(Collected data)
►
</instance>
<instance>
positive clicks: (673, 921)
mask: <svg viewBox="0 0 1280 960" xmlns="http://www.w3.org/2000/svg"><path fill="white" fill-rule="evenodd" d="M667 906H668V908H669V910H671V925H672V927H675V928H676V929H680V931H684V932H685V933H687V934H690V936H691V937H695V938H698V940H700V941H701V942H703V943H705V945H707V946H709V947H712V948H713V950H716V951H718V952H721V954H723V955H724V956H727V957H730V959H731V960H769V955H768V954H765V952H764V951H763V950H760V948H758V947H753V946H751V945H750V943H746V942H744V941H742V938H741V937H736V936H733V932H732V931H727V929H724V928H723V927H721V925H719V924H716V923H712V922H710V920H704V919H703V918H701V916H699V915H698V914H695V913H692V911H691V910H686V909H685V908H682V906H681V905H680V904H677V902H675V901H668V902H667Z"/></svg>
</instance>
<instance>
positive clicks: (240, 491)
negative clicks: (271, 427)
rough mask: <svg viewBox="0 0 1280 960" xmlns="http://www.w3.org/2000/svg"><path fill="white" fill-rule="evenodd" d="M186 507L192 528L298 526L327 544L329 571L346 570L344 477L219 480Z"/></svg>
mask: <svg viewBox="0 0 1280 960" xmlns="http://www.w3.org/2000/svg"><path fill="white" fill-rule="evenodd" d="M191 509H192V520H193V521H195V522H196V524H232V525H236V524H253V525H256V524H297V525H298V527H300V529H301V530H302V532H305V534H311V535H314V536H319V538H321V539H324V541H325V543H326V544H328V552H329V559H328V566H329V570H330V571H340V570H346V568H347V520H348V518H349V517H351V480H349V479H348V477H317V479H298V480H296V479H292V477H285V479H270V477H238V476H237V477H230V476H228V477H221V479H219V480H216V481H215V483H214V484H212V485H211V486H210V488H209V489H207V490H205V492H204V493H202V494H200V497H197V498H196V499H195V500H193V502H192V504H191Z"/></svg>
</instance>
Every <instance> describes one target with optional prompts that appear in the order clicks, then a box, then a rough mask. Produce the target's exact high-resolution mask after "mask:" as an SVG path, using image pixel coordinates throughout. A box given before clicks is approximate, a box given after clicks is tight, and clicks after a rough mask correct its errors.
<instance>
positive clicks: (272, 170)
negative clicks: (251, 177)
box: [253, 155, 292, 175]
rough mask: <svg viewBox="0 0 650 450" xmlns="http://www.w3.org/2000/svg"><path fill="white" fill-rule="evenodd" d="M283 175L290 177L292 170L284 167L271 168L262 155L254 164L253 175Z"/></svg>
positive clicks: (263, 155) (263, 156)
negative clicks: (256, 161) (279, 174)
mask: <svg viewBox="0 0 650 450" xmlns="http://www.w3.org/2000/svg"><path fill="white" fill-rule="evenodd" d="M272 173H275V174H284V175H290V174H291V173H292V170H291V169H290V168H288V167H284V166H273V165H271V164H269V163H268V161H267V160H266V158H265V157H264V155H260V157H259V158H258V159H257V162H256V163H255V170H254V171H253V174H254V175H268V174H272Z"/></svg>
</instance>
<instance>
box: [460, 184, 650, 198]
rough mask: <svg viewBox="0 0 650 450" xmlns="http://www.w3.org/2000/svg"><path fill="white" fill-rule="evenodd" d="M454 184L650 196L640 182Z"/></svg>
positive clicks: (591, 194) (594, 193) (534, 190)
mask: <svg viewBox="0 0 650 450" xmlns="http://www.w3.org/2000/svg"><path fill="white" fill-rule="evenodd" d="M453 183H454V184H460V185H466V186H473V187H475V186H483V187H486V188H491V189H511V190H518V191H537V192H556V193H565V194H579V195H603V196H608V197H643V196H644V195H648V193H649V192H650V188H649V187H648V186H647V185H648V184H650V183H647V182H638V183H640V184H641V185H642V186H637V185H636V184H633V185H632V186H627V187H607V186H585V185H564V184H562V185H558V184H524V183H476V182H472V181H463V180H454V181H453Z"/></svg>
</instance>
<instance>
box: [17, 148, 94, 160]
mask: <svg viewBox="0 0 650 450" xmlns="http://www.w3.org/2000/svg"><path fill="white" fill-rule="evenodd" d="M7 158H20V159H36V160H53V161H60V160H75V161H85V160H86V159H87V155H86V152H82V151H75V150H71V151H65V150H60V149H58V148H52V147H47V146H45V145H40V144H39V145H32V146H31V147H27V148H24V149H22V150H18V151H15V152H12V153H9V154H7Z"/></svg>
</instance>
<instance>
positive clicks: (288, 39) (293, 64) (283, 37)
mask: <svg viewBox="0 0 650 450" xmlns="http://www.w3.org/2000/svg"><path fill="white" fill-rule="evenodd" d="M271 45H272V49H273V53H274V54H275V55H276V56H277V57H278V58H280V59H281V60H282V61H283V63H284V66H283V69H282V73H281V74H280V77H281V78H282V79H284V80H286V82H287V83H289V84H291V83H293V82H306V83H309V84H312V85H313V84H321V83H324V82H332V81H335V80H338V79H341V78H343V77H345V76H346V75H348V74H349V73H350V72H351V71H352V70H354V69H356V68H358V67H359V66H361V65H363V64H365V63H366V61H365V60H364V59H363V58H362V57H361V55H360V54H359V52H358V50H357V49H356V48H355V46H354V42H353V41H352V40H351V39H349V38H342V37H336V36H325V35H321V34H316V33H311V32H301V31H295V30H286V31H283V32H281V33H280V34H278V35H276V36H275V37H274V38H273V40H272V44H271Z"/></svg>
◄
» **ASSIGNMENT**:
All of the entries must be written out exactly as they stand.

» **EXERCISE SOLUTION**:
</instance>
<instance>
positive clicks: (673, 921)
mask: <svg viewBox="0 0 1280 960" xmlns="http://www.w3.org/2000/svg"><path fill="white" fill-rule="evenodd" d="M667 906H668V908H669V910H671V925H672V927H675V928H676V929H680V931H684V932H685V933H687V934H690V936H691V937H695V938H698V940H700V941H701V942H703V943H705V945H707V946H709V947H712V948H713V950H716V951H718V952H721V954H723V955H724V956H727V957H730V959H731V960H769V955H768V954H765V952H764V951H763V950H760V948H758V947H753V946H751V945H750V943H746V942H744V941H742V938H741V937H736V936H733V932H732V931H727V929H724V928H723V927H721V925H719V924H716V923H712V922H710V920H704V919H703V918H701V916H699V915H698V914H695V913H692V911H691V910H686V909H685V908H682V906H681V905H680V904H677V902H675V901H668V902H667Z"/></svg>
</instance>
<instance>
positive clicks: (240, 491)
negative clicks: (271, 427)
rough mask: <svg viewBox="0 0 1280 960" xmlns="http://www.w3.org/2000/svg"><path fill="white" fill-rule="evenodd" d="M186 507L192 528L298 526L327 544L329 571L346 570L344 477L219 480Z"/></svg>
mask: <svg viewBox="0 0 1280 960" xmlns="http://www.w3.org/2000/svg"><path fill="white" fill-rule="evenodd" d="M191 509H192V520H193V521H195V522H196V524H232V525H236V524H253V525H256V524H297V525H298V527H300V529H301V530H302V532H305V534H311V535H314V536H319V538H321V539H324V541H325V543H326V544H328V552H329V559H328V566H329V570H330V571H340V570H346V568H347V520H348V518H349V517H351V480H349V479H348V477H317V479H298V480H296V479H292V477H285V479H270V477H238V476H237V477H230V476H228V477H221V479H219V480H216V481H215V483H214V484H212V485H211V486H210V488H209V489H207V490H205V492H204V493H202V494H200V497H197V498H196V499H195V500H193V502H192V504H191Z"/></svg>
</instance>
Every <instance> describes one target with optional prompts that appear in the order clicks, then a box, then a rough mask. Produce the target's exact high-resolution mask after "mask:" as an SVG path, using image pixel coordinates throughout. A box given before clicks is approximate, a box given after clicks is tight, and clicks after a rough mask correct its errors.
<instance>
positive clicks: (272, 170)
negative clicks: (251, 177)
box: [253, 155, 292, 175]
rough mask: <svg viewBox="0 0 650 450" xmlns="http://www.w3.org/2000/svg"><path fill="white" fill-rule="evenodd" d="M283 175L290 177L292 170L284 167L271 168L262 155L254 164L253 175Z"/></svg>
positive clicks: (263, 155) (263, 156)
negative clicks: (256, 161) (279, 174)
mask: <svg viewBox="0 0 650 450" xmlns="http://www.w3.org/2000/svg"><path fill="white" fill-rule="evenodd" d="M272 173H275V174H284V175H290V174H291V173H292V170H291V169H290V168H288V167H284V166H273V165H271V164H269V163H268V161H267V160H266V158H265V157H264V155H260V157H259V158H258V159H257V162H256V163H255V170H254V171H253V174H254V175H268V174H272Z"/></svg>
</instance>
<instance>
box: [460, 184, 650, 198]
rough mask: <svg viewBox="0 0 650 450" xmlns="http://www.w3.org/2000/svg"><path fill="white" fill-rule="evenodd" d="M454 184L650 196L640 182Z"/></svg>
positive clicks: (591, 194) (594, 193) (534, 190)
mask: <svg viewBox="0 0 650 450" xmlns="http://www.w3.org/2000/svg"><path fill="white" fill-rule="evenodd" d="M453 183H454V184H460V185H466V186H473V187H475V186H483V187H486V188H491V189H511V190H518V191H537V192H556V193H565V194H579V195H603V196H608V197H643V196H644V195H648V193H649V192H650V188H649V187H648V186H647V185H648V184H650V183H647V182H638V183H640V184H641V185H642V186H637V185H636V184H633V185H632V186H627V187H607V186H585V185H564V184H562V185H558V184H524V183H476V182H472V181H463V180H454V181H453Z"/></svg>
</instance>
<instance>
box: [17, 148, 94, 160]
mask: <svg viewBox="0 0 650 450" xmlns="http://www.w3.org/2000/svg"><path fill="white" fill-rule="evenodd" d="M7 158H20V159H36V160H53V161H60V160H75V161H85V160H86V159H87V155H86V152H82V151H75V150H71V151H65V150H60V149H58V148H52V147H47V146H45V145H40V144H39V145H32V146H31V147H27V148H24V149H22V150H18V151H15V152H12V153H9V154H7Z"/></svg>
</instance>
<instance>
positive clicks: (288, 39) (293, 64) (283, 37)
mask: <svg viewBox="0 0 650 450" xmlns="http://www.w3.org/2000/svg"><path fill="white" fill-rule="evenodd" d="M271 45H272V49H273V53H274V54H275V55H276V56H277V57H278V58H280V59H281V60H282V61H283V63H284V66H283V69H282V73H281V74H280V77H281V78H282V79H284V80H286V82H287V83H289V84H291V83H293V82H306V83H309V84H312V85H313V84H321V83H324V82H332V81H335V80H338V79H341V78H343V77H345V76H346V75H348V74H349V73H350V72H351V71H352V70H354V69H356V68H358V67H359V66H361V65H363V64H365V63H366V61H365V60H364V59H363V58H362V57H361V55H360V54H359V52H358V50H357V49H356V48H355V46H354V42H353V41H352V40H351V39H349V38H342V37H336V36H325V35H321V34H316V33H311V32H301V31H295V30H286V31H283V32H281V33H280V34H278V35H276V36H275V37H274V38H273V40H272V44H271Z"/></svg>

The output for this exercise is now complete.